Reproduce the entries below verbatim, from their first line through the line that contains "359 180 L 359", including that line.

**LISTING**
______
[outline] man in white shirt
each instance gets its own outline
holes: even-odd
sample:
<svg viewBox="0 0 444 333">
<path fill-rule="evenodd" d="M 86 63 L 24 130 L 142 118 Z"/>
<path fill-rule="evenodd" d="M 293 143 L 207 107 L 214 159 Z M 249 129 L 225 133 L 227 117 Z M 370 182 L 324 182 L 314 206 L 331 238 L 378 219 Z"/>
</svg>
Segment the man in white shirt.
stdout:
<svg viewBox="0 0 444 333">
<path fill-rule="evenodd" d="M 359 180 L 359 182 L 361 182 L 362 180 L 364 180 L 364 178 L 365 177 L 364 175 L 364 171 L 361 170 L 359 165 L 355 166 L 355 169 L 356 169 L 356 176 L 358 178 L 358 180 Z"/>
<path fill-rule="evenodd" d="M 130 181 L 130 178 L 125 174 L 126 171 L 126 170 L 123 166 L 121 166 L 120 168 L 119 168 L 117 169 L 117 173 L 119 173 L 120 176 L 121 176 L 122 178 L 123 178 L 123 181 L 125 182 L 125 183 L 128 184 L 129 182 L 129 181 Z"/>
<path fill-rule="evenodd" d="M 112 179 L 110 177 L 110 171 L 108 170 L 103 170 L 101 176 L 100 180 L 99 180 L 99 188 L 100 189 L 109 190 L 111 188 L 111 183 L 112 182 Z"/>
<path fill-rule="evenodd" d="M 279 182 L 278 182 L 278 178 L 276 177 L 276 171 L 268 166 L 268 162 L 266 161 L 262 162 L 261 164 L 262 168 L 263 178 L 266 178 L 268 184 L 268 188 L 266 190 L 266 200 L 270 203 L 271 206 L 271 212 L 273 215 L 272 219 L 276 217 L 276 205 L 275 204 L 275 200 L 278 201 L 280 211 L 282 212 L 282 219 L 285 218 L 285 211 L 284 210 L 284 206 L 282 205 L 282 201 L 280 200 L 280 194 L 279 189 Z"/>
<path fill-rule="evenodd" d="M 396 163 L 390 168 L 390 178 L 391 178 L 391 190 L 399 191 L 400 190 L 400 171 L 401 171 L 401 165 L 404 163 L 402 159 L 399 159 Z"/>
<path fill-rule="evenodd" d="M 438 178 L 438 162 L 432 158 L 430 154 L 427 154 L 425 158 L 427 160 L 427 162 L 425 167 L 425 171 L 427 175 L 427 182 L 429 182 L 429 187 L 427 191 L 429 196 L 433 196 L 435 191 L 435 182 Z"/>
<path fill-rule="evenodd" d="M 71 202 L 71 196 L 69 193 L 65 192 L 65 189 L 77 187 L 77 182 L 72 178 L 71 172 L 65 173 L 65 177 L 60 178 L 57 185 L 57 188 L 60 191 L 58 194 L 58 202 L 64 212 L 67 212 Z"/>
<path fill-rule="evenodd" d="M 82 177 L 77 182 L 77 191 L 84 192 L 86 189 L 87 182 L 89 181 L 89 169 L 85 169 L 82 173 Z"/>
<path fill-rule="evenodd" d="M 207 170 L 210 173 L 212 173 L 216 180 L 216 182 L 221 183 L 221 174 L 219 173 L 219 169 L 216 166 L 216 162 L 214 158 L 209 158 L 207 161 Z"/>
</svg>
______
**TASK RESPONSE**
[outline] man in white shirt
each instance gets its own outline
holes: even-odd
sample:
<svg viewBox="0 0 444 333">
<path fill-rule="evenodd" d="M 86 63 L 24 130 L 142 118 Z"/>
<path fill-rule="evenodd" d="M 293 143 L 207 107 L 214 159 Z M 249 129 L 225 133 L 227 117 Z M 370 182 L 324 182 L 314 206 L 331 238 L 378 219 Z"/>
</svg>
Segment the man in white shirt.
stdout:
<svg viewBox="0 0 444 333">
<path fill-rule="evenodd" d="M 359 180 L 359 182 L 361 182 L 362 180 L 364 180 L 364 178 L 365 177 L 364 175 L 364 171 L 361 170 L 359 165 L 355 166 L 355 169 L 356 169 L 356 176 L 358 178 L 358 180 Z"/>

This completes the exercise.